#### The task
Update the stretch from the line containing "Each instance of the corrugated" through the end of the entries, swapping "corrugated metal wall" for "ribbed steel panel" and leaving every other word unchanged.

[Object point labels]
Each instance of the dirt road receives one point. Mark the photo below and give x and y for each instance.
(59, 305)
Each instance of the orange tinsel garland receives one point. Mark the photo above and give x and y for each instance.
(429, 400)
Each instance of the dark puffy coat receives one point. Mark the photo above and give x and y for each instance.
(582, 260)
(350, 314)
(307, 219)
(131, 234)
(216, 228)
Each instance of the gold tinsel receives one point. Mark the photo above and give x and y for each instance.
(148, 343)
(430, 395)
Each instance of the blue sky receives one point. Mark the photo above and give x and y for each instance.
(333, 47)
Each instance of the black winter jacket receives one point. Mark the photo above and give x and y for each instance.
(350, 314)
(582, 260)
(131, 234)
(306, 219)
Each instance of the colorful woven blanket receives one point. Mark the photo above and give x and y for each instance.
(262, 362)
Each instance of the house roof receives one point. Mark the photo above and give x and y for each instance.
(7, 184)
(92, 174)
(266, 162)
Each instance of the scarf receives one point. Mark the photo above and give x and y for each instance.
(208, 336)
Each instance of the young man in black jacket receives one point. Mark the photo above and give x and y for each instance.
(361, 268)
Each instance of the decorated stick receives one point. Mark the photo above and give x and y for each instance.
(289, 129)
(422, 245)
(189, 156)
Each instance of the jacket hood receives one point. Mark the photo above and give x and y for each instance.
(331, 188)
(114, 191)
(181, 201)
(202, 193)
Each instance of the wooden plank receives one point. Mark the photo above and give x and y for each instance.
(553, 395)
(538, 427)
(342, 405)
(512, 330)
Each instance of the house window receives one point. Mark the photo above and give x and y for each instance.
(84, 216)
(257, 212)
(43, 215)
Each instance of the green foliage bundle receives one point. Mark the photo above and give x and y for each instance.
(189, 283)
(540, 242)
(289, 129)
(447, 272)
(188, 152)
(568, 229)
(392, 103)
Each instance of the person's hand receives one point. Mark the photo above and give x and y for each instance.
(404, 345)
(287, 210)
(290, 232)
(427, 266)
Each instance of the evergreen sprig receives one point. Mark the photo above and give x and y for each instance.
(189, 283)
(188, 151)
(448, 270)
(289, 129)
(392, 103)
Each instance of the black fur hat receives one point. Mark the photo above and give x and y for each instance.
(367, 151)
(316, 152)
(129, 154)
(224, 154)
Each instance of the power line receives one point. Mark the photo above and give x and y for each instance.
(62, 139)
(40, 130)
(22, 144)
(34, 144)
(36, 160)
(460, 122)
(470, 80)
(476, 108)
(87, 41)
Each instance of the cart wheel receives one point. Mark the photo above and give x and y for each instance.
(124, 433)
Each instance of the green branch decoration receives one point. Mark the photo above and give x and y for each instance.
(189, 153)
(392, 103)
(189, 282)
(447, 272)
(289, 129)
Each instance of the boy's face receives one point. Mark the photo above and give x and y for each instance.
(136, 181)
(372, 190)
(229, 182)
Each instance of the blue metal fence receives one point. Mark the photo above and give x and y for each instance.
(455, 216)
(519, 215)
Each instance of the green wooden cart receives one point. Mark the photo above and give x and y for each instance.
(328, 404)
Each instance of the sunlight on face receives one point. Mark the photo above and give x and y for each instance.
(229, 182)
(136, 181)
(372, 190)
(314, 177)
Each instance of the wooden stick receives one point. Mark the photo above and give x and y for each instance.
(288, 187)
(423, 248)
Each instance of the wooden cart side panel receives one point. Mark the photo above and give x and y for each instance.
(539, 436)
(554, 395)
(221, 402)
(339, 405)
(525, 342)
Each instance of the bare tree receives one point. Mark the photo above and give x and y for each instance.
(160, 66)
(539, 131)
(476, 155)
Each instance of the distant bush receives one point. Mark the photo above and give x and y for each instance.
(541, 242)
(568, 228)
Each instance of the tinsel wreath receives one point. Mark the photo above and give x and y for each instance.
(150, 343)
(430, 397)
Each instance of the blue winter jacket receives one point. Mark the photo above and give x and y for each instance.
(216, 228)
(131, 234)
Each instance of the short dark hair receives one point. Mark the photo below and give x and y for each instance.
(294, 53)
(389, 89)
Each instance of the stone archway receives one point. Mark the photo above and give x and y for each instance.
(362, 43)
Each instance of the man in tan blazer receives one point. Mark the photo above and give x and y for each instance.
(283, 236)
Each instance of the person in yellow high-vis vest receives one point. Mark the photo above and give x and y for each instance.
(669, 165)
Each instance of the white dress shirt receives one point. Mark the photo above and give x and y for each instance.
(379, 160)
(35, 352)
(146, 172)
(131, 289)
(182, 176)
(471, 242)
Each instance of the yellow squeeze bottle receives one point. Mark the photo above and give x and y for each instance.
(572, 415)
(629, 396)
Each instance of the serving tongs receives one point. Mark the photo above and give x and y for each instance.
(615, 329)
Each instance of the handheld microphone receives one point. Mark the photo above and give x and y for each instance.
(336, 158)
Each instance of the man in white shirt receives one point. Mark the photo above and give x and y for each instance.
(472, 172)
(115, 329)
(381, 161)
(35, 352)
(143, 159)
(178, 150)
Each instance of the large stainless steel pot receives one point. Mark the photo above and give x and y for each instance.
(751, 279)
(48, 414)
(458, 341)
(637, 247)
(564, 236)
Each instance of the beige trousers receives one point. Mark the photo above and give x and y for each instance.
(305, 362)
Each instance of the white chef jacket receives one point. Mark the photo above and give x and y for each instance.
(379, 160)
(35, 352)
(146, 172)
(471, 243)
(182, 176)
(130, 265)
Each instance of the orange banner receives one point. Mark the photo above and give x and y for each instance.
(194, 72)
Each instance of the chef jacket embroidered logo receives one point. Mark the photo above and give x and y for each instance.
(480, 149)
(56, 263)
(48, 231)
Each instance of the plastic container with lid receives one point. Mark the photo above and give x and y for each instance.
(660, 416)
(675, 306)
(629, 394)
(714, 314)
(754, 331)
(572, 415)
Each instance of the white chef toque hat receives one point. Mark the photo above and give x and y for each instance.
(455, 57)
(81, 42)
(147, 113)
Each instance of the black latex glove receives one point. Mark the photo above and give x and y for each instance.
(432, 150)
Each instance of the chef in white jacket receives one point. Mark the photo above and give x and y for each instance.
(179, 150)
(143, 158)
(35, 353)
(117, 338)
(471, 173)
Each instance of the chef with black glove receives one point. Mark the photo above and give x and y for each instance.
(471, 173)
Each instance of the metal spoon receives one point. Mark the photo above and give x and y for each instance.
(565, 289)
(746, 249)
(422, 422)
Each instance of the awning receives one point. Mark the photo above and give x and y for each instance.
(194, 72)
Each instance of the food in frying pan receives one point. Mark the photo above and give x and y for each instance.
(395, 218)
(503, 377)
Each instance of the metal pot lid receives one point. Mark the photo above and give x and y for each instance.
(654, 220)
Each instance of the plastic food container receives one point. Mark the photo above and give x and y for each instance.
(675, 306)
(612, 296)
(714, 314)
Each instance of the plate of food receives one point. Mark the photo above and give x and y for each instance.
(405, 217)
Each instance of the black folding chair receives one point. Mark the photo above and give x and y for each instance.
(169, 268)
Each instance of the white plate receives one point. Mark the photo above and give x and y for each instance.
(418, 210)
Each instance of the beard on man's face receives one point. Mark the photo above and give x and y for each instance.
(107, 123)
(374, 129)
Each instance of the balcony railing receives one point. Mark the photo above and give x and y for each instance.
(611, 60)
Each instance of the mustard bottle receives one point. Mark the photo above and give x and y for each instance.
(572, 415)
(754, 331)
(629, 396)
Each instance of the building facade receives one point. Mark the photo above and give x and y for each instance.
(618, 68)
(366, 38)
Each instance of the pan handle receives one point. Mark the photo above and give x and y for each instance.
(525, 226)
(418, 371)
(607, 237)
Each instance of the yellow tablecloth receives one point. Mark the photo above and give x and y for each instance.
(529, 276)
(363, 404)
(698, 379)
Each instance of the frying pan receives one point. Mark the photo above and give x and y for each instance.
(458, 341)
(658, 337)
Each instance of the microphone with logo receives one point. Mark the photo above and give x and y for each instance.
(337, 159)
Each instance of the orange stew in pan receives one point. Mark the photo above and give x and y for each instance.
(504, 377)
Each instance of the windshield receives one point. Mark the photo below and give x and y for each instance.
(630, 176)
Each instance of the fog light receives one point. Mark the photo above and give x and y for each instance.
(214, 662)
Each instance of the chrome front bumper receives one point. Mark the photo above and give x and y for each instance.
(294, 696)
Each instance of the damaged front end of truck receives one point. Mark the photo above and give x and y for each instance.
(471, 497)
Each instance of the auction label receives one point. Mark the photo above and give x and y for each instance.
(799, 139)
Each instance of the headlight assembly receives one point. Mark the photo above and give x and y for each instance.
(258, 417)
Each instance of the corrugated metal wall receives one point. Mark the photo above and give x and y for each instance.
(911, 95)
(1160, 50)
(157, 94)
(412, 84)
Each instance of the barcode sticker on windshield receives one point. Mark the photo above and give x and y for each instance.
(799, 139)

#### Full solution
Each instance of the ribbed steel panel receives one point. Mark the photo above and give x and y for each instance.
(911, 95)
(1160, 50)
(157, 94)
(412, 84)
Each instance of the barcode sticker on windshield receives one point. Mark the photo above and give x and y for each instance.
(799, 139)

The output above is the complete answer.